* Begin INPUT DATA *

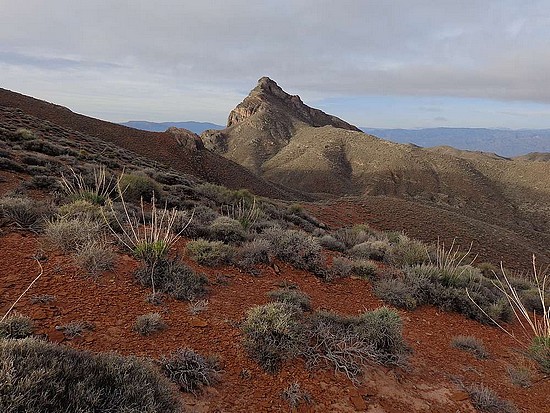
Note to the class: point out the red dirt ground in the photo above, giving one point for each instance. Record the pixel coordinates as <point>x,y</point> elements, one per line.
<point>114,300</point>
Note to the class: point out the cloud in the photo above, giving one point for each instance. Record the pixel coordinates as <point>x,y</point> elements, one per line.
<point>496,49</point>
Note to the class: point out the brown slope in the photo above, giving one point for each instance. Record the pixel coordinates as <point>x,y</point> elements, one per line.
<point>167,148</point>
<point>263,123</point>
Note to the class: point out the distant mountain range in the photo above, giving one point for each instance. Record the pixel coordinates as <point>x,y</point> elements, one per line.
<point>196,127</point>
<point>504,142</point>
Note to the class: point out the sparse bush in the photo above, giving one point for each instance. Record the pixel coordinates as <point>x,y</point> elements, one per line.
<point>95,257</point>
<point>272,334</point>
<point>149,323</point>
<point>257,251</point>
<point>189,370</point>
<point>407,252</point>
<point>136,187</point>
<point>210,253</point>
<point>471,345</point>
<point>24,212</point>
<point>297,248</point>
<point>227,230</point>
<point>71,234</point>
<point>16,326</point>
<point>173,277</point>
<point>38,376</point>
<point>331,243</point>
<point>486,400</point>
<point>375,250</point>
<point>291,296</point>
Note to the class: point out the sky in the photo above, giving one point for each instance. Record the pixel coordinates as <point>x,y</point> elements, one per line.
<point>374,63</point>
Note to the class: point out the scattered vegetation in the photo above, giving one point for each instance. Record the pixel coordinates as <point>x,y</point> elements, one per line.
<point>41,376</point>
<point>190,371</point>
<point>149,323</point>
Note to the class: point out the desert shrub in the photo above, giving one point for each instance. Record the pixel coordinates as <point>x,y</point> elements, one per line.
<point>331,243</point>
<point>257,251</point>
<point>227,230</point>
<point>71,234</point>
<point>486,400</point>
<point>471,345</point>
<point>407,252</point>
<point>341,267</point>
<point>173,277</point>
<point>136,187</point>
<point>210,253</point>
<point>375,250</point>
<point>291,296</point>
<point>16,326</point>
<point>351,342</point>
<point>350,237</point>
<point>364,268</point>
<point>38,376</point>
<point>95,257</point>
<point>189,370</point>
<point>297,248</point>
<point>81,208</point>
<point>149,323</point>
<point>272,334</point>
<point>24,212</point>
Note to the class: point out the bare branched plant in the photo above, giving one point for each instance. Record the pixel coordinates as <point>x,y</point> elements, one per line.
<point>536,328</point>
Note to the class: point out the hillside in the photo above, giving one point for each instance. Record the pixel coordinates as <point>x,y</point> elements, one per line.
<point>182,151</point>
<point>195,127</point>
<point>504,142</point>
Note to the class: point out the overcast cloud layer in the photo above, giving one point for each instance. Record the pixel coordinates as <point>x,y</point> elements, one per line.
<point>375,63</point>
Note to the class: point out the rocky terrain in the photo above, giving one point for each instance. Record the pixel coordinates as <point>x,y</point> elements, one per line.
<point>324,245</point>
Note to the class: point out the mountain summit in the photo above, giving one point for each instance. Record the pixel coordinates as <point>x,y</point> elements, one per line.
<point>263,123</point>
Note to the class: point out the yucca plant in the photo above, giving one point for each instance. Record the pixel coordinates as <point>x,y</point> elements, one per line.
<point>97,192</point>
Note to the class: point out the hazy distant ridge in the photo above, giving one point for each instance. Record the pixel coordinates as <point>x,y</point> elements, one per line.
<point>196,127</point>
<point>505,142</point>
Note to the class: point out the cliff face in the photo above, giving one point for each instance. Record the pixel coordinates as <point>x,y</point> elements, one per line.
<point>264,123</point>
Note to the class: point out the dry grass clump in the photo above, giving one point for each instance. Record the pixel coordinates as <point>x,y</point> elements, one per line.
<point>210,253</point>
<point>149,323</point>
<point>487,401</point>
<point>173,277</point>
<point>46,377</point>
<point>189,370</point>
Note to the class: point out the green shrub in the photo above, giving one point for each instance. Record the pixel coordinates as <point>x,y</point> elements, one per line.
<point>210,253</point>
<point>135,187</point>
<point>272,334</point>
<point>189,370</point>
<point>16,326</point>
<point>149,323</point>
<point>291,296</point>
<point>38,376</point>
<point>173,277</point>
<point>227,230</point>
<point>471,345</point>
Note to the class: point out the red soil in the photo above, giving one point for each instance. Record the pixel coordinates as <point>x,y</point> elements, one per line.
<point>114,300</point>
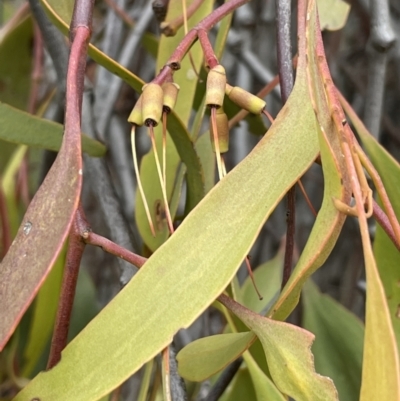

* End INPUT DATA *

Identify every line in the rows above that contains the word "mountain", and copy each of those lines. Matching is case-sensitive.

EXPECTED OUTPUT
Note to the class: point out the distant mountain range in the photo above, giving one point for each instance. Record the pixel coordinates as <point>x,y</point> elements, one per line.
Note to the class: point out the mountain summit in the photo above, giving one point for each instance. Record the pixel coordinates as <point>x,y</point> elements, one per line.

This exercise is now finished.